Task objective - Convert every line of the material below into a Markdown table with two columns, "No." for the row number and "Text" for the line itself. Omit blank lines and pictures from the table.

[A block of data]
┏━━

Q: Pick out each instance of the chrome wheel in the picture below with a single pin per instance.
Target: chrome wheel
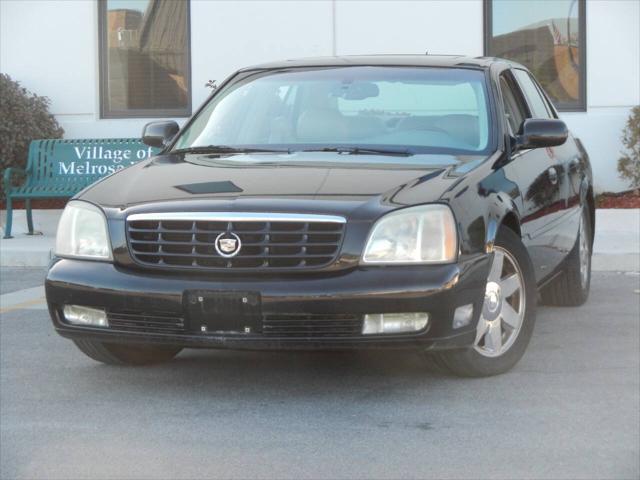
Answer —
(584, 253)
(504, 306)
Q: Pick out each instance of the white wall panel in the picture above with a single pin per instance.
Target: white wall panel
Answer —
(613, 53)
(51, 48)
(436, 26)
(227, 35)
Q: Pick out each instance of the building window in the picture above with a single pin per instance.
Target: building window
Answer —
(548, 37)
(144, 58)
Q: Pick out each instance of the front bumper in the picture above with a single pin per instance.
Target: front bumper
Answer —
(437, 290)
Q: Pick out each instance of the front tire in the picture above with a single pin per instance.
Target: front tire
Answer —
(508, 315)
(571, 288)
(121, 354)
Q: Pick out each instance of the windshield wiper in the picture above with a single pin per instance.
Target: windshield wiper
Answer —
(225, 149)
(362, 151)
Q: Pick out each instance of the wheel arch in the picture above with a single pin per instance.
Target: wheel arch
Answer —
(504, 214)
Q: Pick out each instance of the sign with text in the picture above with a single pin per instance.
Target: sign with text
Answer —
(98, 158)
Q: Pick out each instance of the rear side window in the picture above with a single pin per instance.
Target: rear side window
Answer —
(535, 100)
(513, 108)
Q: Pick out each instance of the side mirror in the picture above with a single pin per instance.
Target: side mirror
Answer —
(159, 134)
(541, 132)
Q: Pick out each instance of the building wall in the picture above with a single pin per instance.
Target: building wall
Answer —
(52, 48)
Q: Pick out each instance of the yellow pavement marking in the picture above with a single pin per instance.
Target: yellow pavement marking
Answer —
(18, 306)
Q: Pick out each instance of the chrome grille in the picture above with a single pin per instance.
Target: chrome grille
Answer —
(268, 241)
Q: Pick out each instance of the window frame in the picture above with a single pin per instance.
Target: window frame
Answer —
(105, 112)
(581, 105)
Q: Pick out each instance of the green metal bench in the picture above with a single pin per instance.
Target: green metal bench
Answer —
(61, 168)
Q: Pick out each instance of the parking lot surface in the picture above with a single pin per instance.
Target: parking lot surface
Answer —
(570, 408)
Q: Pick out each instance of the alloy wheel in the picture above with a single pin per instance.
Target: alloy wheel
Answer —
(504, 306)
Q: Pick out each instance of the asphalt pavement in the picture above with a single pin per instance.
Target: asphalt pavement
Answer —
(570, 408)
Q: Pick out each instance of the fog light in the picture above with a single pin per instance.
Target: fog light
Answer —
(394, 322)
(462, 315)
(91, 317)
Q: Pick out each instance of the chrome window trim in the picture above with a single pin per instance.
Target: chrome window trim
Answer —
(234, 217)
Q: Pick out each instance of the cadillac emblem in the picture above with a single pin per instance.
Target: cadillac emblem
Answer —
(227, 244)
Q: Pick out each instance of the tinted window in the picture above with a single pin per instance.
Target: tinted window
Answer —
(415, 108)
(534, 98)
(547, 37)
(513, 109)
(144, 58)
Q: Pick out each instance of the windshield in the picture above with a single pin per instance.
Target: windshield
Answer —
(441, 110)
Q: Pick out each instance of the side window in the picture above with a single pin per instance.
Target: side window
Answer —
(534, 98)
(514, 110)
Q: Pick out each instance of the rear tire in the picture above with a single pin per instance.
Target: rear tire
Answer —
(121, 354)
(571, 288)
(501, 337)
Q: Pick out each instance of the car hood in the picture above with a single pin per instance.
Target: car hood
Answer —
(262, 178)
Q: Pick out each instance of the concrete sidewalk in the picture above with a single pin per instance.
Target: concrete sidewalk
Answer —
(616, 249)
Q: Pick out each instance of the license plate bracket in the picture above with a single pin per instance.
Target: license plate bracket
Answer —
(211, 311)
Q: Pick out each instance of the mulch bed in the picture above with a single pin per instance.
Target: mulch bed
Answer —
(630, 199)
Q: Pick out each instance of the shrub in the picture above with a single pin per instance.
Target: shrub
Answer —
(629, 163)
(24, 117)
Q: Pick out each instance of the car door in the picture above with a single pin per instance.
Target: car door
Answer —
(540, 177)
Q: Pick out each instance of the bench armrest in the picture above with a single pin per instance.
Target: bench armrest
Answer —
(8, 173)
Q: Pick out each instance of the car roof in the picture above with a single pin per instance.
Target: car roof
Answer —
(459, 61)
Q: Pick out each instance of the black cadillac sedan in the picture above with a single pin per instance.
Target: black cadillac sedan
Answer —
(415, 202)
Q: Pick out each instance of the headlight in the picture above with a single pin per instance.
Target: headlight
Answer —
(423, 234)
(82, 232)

┗━━

Answer to the task -
| No. | Text |
|---|---|
| 1 | Q: Pick out each instance of the chrome wheel in the picture below with a single pin per instance. |
| 2 | Target: chrome wheel |
| 3 | Answer — |
| 4 | (584, 253) |
| 5 | (504, 306) |
| 6 | Q: Pick out each instance of the white wall panel in the picture above with a single pin per instance. |
| 7 | Target: white wall panel |
| 8 | Answer — |
| 9 | (613, 53) |
| 10 | (51, 48) |
| 11 | (436, 26) |
| 12 | (227, 35) |
| 13 | Q: Pick out each instance of the building window in the picture above with a single pin per instance. |
| 14 | Target: building window |
| 15 | Answer — |
| 16 | (548, 37) |
| 17 | (144, 58) |
| 18 | Q: Pick out each instance of the front bumper in the picture above with a single pin per instance. |
| 19 | Target: front bumper |
| 20 | Answer — |
| 21 | (437, 290) |
| 22 | Q: Pick out each instance of the front tire in the picture above with a single pin per instance. |
| 23 | Target: front tire |
| 24 | Answer — |
| 25 | (508, 315) |
| 26 | (571, 288) |
| 27 | (121, 354) |
| 28 | Q: Pick out each instance of the windshield wiper in the picture above with a single pin per instance. |
| 29 | Target: windshield wiper |
| 30 | Answer — |
| 31 | (225, 149) |
| 32 | (362, 151) |
| 33 | Q: Pick out each instance of the wheel arch in the picture above with a single pin per instance. |
| 34 | Target: wheel arch |
| 35 | Answer — |
| 36 | (504, 214) |
| 37 | Q: Pick out each instance of the sign with text in the picture above with a single pin per instance. |
| 38 | Target: sign with text |
| 39 | Answer — |
| 40 | (98, 158) |
| 41 | Q: Pick out each instance of the rear side window in the picture above with a single pin per instance. |
| 42 | Target: rear side window |
| 43 | Answer — |
| 44 | (535, 100) |
| 45 | (513, 108) |
| 46 | Q: Pick out each instance of the side mirror in the picture above with a single pin per instance. |
| 47 | Target: side mirror |
| 48 | Answer — |
| 49 | (159, 134) |
| 50 | (541, 132) |
| 51 | Q: Pick out each instance of the building wall in the picture above with a single pin per instance. |
| 52 | Target: building wall |
| 53 | Answer — |
| 54 | (52, 48) |
| 55 | Q: Pick out each instance of the yellow pavement marking in the picture above with a single pin per instance. |
| 56 | Target: yellow pavement marking |
| 57 | Answer — |
| 58 | (18, 306) |
| 59 | Q: Pick out each instance of the chrome grille in the picture above with a single pin per instance. |
| 60 | Target: chrome grille |
| 61 | Answer — |
| 62 | (268, 241) |
| 63 | Q: Pick out each instance of the window frame in the picture above with a single pin per instance. |
| 64 | Target: window frame |
| 65 | Answer — |
| 66 | (105, 112) |
| 67 | (581, 105) |
| 68 | Q: Pick out each instance of the green metal bench in the picture above with a single pin per instance. |
| 69 | Target: green metal bench |
| 70 | Answer — |
| 71 | (61, 168) |
| 72 | Q: Pick out each instance of the parking lot surface in the picture above with a single pin per instance. |
| 73 | Target: parking lot surface |
| 74 | Answer — |
| 75 | (570, 408) |
| 76 | Q: Pick out each instance of the alloy wheel in the picture above with a single pin per instance. |
| 77 | Target: alloy wheel |
| 78 | Answer — |
| 79 | (504, 306) |
| 80 | Q: Pick out each instance of the asphalt pavement in the picture above with a single pin per instance. |
| 81 | Target: asphalt pavement |
| 82 | Answer — |
| 83 | (570, 408) |
| 84 | Q: Pick out each instance of the fog light in the picture above with a single pin per instance. |
| 85 | Target: fog light |
| 86 | Answer — |
| 87 | (394, 322) |
| 88 | (462, 315) |
| 89 | (91, 317) |
| 90 | Q: Pick out each instance of the chrome window trim in the picture above with a single pin per instance. |
| 91 | Target: chrome window trim |
| 92 | Answer — |
| 93 | (234, 217) |
| 94 | Q: Pick out each instance of the cadillac emblem in the picture above with a single pin per instance. |
| 95 | Target: cadillac emblem |
| 96 | Answer — |
| 97 | (227, 244) |
| 98 | Q: Pick out each instance of the tinted window in the picture above with a single pin per instance. |
| 99 | Target: tinted window |
| 100 | Answer — |
| 101 | (415, 108) |
| 102 | (534, 98) |
| 103 | (547, 37) |
| 104 | (513, 109) |
| 105 | (144, 58) |
| 106 | Q: Pick out each instance of the windshield in the picture above with a single pin per instance. |
| 107 | Target: windshield |
| 108 | Answer — |
| 109 | (441, 110) |
| 110 | Q: Pick out each instance of the side window in the picture above with a single pin per instance. |
| 111 | Target: side window |
| 112 | Answer — |
| 113 | (534, 98) |
| 114 | (514, 110) |
| 115 | Q: Pick out each instance of the rear tire in the picture above with a single pin per instance. |
| 116 | Target: rear tire |
| 117 | Answer — |
| 118 | (121, 354) |
| 119 | (571, 288) |
| 120 | (501, 337) |
| 121 | Q: Pick out each instance of the car hood in the picture above with a single pin per instance. |
| 122 | Target: car hood |
| 123 | Answer — |
| 124 | (262, 178) |
| 125 | Q: Pick out each instance of the concrete sidewalk in the picture above with a single pin per instance. |
| 126 | Target: concrete sidewalk |
| 127 | Answer — |
| 128 | (616, 249) |
| 129 | Q: Pick out each instance of the license plate bracket in the picture above with a single pin per instance. |
| 130 | Target: license plate bracket |
| 131 | Answer — |
| 132 | (211, 311) |
| 133 | Q: Pick out each instance of the mulch bed in the picture above with a single pin per instance. |
| 134 | Target: mulch bed |
| 135 | Answer — |
| 136 | (630, 199) |
| 137 | Q: Pick out each instance of the shrub in the picture above with a single pin per instance. |
| 138 | Target: shrub |
| 139 | Answer — |
| 140 | (629, 163) |
| 141 | (24, 117) |
| 142 | Q: Pick out each instance of the car door in the picture above with a single pin per instance. |
| 143 | Target: car door |
| 144 | Answer — |
| 145 | (540, 177) |
| 146 | Q: Pick out each instance of the bench armrest in the picture above with a single pin per instance. |
| 147 | Target: bench armrest |
| 148 | Answer — |
| 149 | (8, 173) |
| 150 | Q: Pick out each instance of the car roof in the picture above with a single pin per instance. |
| 151 | Target: car roof |
| 152 | Answer — |
| 153 | (459, 61) |
| 154 | Q: Pick out each instance of the black cadillac sedan in the picture above with a single pin per instance. |
| 155 | Target: black cadillac sedan |
| 156 | Answer — |
| 157 | (415, 202) |
| 158 | Q: Pick out each instance of the headlight in the picture above with a single pin per instance. |
| 159 | Target: headlight |
| 160 | Answer — |
| 161 | (423, 234) |
| 162 | (82, 232) |